RECORDS:
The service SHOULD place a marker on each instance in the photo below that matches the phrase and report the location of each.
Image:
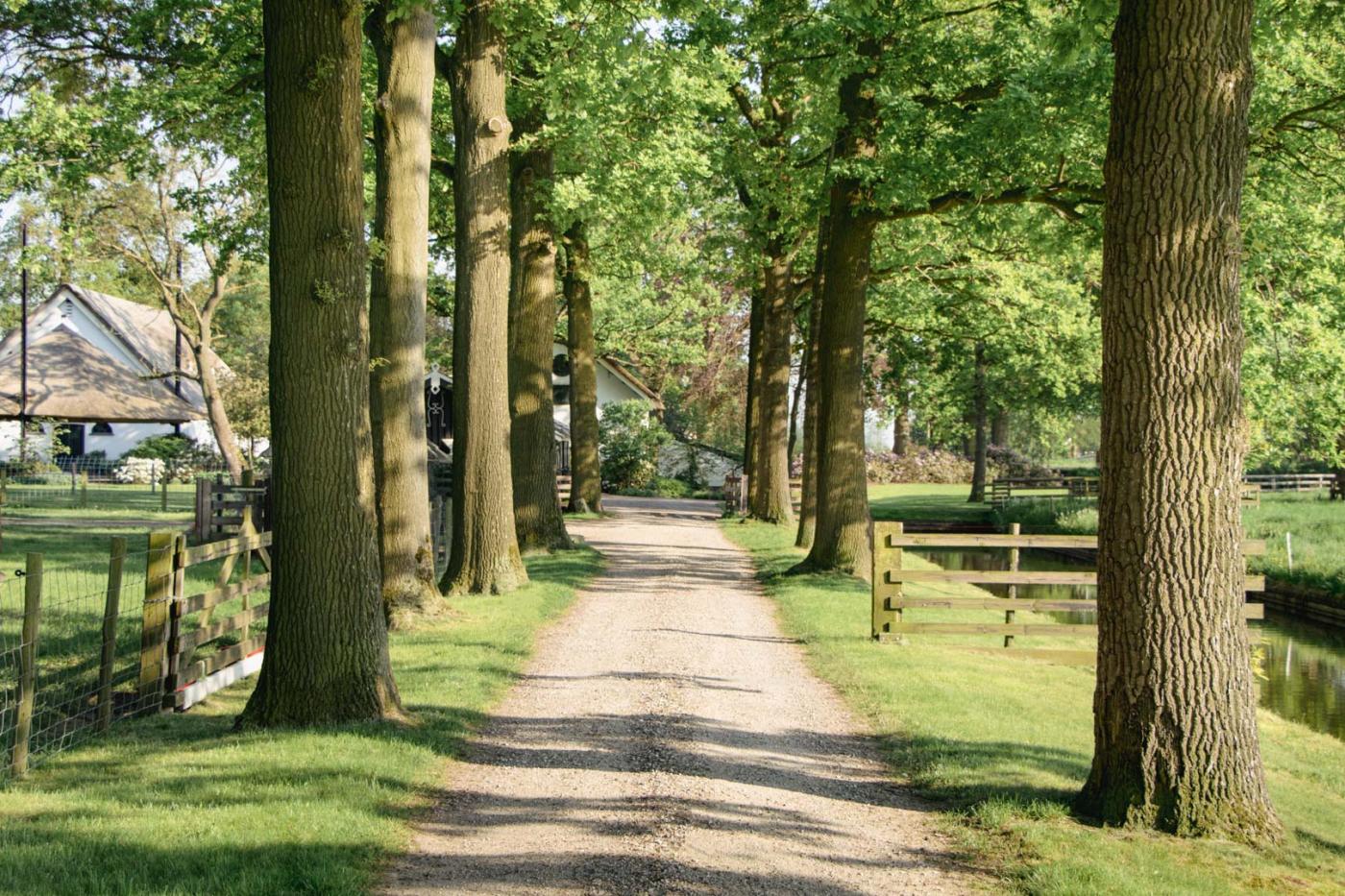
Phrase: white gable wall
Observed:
(611, 388)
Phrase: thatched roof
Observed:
(147, 332)
(70, 378)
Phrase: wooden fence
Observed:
(71, 665)
(891, 601)
(1291, 482)
(1046, 487)
(219, 506)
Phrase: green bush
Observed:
(629, 442)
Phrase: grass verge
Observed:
(1004, 744)
(923, 500)
(182, 805)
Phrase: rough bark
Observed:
(979, 423)
(841, 541)
(484, 556)
(585, 465)
(796, 406)
(1174, 709)
(809, 492)
(326, 637)
(405, 50)
(753, 403)
(999, 428)
(770, 499)
(537, 505)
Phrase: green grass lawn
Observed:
(1005, 742)
(921, 500)
(182, 805)
(1317, 527)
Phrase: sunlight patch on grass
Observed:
(1004, 742)
(181, 804)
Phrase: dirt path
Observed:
(668, 739)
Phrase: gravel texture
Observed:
(669, 739)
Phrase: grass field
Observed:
(182, 805)
(920, 500)
(1004, 744)
(1317, 527)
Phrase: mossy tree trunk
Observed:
(585, 466)
(813, 396)
(979, 424)
(405, 50)
(841, 541)
(484, 556)
(537, 503)
(1174, 711)
(770, 499)
(753, 403)
(326, 638)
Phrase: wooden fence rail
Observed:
(891, 601)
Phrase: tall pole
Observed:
(23, 341)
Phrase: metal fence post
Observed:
(27, 662)
(111, 607)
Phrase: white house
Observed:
(615, 382)
(97, 366)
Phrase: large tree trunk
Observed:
(770, 496)
(484, 556)
(326, 637)
(753, 405)
(811, 373)
(405, 51)
(843, 530)
(537, 503)
(979, 422)
(999, 428)
(1174, 711)
(585, 465)
(795, 408)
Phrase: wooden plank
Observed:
(232, 654)
(154, 628)
(1005, 577)
(990, 540)
(1009, 604)
(191, 641)
(111, 604)
(992, 628)
(217, 596)
(991, 576)
(215, 549)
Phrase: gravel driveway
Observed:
(668, 739)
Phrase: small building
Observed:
(615, 382)
(100, 368)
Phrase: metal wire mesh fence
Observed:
(70, 653)
(134, 485)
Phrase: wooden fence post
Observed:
(154, 633)
(174, 642)
(111, 606)
(884, 559)
(1015, 529)
(27, 662)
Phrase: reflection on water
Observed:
(1300, 665)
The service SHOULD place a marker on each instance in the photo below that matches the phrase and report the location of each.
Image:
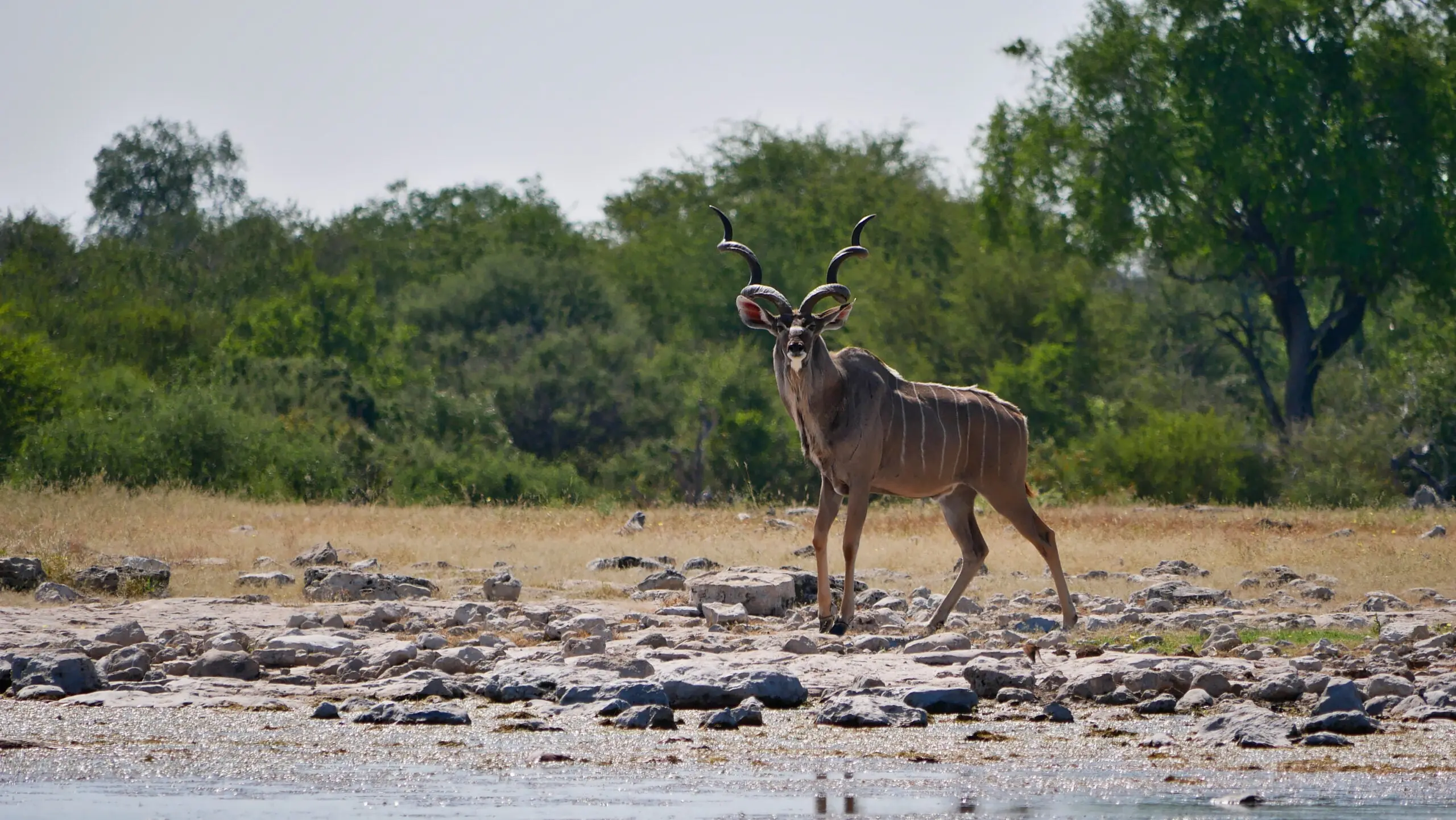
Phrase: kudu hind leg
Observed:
(958, 509)
(854, 526)
(1028, 524)
(829, 507)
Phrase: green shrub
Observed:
(30, 385)
(1171, 456)
(1340, 464)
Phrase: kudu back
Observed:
(870, 430)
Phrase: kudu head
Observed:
(797, 332)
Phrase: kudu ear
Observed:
(755, 315)
(833, 318)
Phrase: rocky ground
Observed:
(1176, 676)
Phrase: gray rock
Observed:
(1424, 497)
(382, 615)
(319, 554)
(40, 693)
(747, 712)
(1160, 706)
(589, 646)
(217, 663)
(1056, 712)
(1223, 638)
(1251, 727)
(332, 646)
(1279, 688)
(1212, 682)
(126, 665)
(938, 643)
(622, 563)
(647, 717)
(942, 699)
(614, 708)
(513, 686)
(1423, 714)
(987, 676)
(50, 592)
(1178, 595)
(124, 634)
(1176, 567)
(391, 712)
(1342, 695)
(21, 574)
(461, 660)
(1353, 722)
(870, 711)
(1015, 695)
(432, 641)
(420, 683)
(723, 612)
(75, 673)
(276, 659)
(1088, 683)
(98, 579)
(698, 688)
(637, 667)
(1120, 697)
(760, 592)
(1387, 683)
(264, 580)
(801, 646)
(1194, 699)
(1036, 624)
(324, 584)
(1384, 602)
(664, 580)
(501, 587)
(1378, 707)
(1405, 633)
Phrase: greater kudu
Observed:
(870, 430)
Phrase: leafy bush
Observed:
(30, 385)
(1340, 464)
(1171, 456)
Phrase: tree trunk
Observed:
(1306, 347)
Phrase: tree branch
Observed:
(1247, 325)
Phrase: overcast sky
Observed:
(334, 101)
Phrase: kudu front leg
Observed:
(960, 514)
(854, 525)
(829, 509)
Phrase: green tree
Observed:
(30, 385)
(1289, 158)
(164, 175)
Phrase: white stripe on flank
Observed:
(919, 404)
(985, 426)
(960, 438)
(998, 444)
(905, 433)
(944, 440)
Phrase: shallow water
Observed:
(584, 792)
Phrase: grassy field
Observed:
(905, 543)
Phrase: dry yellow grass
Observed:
(905, 543)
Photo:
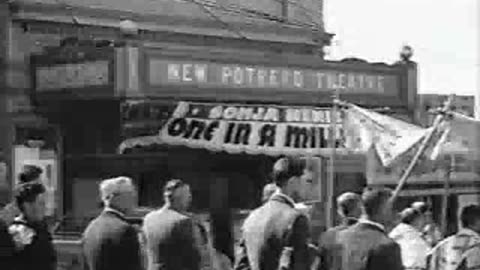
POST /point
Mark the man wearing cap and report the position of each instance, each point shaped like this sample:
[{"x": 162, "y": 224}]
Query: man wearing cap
[
  {"x": 459, "y": 250},
  {"x": 29, "y": 173},
  {"x": 349, "y": 207},
  {"x": 275, "y": 235},
  {"x": 109, "y": 241},
  {"x": 431, "y": 232},
  {"x": 171, "y": 242},
  {"x": 366, "y": 245},
  {"x": 408, "y": 234},
  {"x": 268, "y": 191}
]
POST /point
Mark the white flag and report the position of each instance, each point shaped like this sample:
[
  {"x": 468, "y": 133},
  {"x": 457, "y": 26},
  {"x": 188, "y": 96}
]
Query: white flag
[{"x": 390, "y": 137}]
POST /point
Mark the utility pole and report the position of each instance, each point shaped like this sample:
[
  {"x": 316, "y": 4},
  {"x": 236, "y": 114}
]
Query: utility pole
[{"x": 331, "y": 172}]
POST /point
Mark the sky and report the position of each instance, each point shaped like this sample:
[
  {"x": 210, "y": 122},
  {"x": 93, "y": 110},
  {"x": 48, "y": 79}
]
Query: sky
[{"x": 444, "y": 35}]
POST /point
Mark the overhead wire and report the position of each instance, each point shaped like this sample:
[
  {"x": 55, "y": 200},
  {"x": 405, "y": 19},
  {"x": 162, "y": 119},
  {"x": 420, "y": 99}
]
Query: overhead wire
[
  {"x": 225, "y": 24},
  {"x": 253, "y": 13},
  {"x": 240, "y": 10},
  {"x": 306, "y": 11}
]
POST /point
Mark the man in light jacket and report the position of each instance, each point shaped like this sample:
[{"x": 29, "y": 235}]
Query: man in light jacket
[
  {"x": 408, "y": 235},
  {"x": 450, "y": 253}
]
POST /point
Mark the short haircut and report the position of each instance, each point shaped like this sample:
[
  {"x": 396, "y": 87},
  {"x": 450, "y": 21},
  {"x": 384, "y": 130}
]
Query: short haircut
[
  {"x": 268, "y": 190},
  {"x": 171, "y": 186},
  {"x": 28, "y": 192},
  {"x": 470, "y": 214},
  {"x": 348, "y": 202},
  {"x": 29, "y": 173},
  {"x": 408, "y": 215},
  {"x": 286, "y": 168},
  {"x": 113, "y": 186},
  {"x": 374, "y": 198}
]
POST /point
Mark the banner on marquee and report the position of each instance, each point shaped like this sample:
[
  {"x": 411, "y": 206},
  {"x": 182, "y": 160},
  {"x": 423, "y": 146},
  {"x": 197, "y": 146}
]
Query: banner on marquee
[{"x": 251, "y": 129}]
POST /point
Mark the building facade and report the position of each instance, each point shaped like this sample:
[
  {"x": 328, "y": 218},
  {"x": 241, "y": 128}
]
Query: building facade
[
  {"x": 211, "y": 93},
  {"x": 32, "y": 27},
  {"x": 426, "y": 102},
  {"x": 81, "y": 83}
]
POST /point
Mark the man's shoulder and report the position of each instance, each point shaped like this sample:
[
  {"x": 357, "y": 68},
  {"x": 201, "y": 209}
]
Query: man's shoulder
[
  {"x": 107, "y": 223},
  {"x": 166, "y": 216}
]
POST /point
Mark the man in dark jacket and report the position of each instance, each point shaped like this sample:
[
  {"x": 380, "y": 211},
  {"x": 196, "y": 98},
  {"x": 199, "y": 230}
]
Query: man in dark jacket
[
  {"x": 365, "y": 245},
  {"x": 349, "y": 206},
  {"x": 33, "y": 242},
  {"x": 275, "y": 235},
  {"x": 169, "y": 232},
  {"x": 110, "y": 242}
]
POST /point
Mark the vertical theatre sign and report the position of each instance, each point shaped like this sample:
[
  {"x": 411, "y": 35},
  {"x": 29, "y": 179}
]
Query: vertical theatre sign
[{"x": 270, "y": 130}]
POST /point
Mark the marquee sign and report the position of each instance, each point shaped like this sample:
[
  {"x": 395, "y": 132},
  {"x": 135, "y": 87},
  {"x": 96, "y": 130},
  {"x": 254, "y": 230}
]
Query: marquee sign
[
  {"x": 269, "y": 130},
  {"x": 211, "y": 74},
  {"x": 73, "y": 75}
]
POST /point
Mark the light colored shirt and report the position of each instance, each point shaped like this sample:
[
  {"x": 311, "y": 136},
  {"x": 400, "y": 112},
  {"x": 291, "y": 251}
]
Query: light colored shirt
[
  {"x": 373, "y": 223},
  {"x": 109, "y": 209},
  {"x": 414, "y": 248},
  {"x": 448, "y": 254}
]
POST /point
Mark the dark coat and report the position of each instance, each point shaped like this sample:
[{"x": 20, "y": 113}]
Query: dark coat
[
  {"x": 328, "y": 245},
  {"x": 274, "y": 237},
  {"x": 365, "y": 246},
  {"x": 170, "y": 241},
  {"x": 34, "y": 246},
  {"x": 111, "y": 243},
  {"x": 7, "y": 247}
]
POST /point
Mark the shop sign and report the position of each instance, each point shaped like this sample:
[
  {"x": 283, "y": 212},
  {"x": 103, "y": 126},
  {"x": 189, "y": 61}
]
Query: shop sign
[
  {"x": 72, "y": 75},
  {"x": 271, "y": 130},
  {"x": 168, "y": 72}
]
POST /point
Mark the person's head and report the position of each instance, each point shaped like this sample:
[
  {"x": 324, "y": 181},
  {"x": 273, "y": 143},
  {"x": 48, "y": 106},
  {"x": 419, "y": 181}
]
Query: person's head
[
  {"x": 29, "y": 173},
  {"x": 177, "y": 193},
  {"x": 349, "y": 205},
  {"x": 268, "y": 190},
  {"x": 287, "y": 175},
  {"x": 414, "y": 217},
  {"x": 470, "y": 217},
  {"x": 377, "y": 205},
  {"x": 425, "y": 209},
  {"x": 119, "y": 193},
  {"x": 30, "y": 200}
]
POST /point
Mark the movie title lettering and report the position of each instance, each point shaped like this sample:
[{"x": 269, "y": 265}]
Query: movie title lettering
[
  {"x": 245, "y": 113},
  {"x": 238, "y": 133},
  {"x": 192, "y": 129},
  {"x": 267, "y": 135}
]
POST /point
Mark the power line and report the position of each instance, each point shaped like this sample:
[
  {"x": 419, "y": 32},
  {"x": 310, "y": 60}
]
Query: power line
[
  {"x": 253, "y": 13},
  {"x": 218, "y": 19},
  {"x": 306, "y": 10}
]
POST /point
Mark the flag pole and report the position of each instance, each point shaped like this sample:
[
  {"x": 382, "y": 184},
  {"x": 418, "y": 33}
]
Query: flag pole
[
  {"x": 438, "y": 120},
  {"x": 446, "y": 194},
  {"x": 331, "y": 175}
]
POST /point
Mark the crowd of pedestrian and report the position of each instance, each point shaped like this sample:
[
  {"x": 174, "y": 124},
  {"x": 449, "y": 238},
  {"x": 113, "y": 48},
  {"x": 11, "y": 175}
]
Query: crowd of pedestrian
[{"x": 275, "y": 236}]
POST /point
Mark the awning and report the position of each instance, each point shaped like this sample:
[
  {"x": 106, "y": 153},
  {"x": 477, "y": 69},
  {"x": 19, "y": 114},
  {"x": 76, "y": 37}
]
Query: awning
[{"x": 253, "y": 129}]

TASK INSTRUCTIONS:
Among the entries, find each line that includes the string "metal" and copy it.

PROBLEM SOLUTION:
Phrase: metal fence post
Phrase: metal wire mesh fence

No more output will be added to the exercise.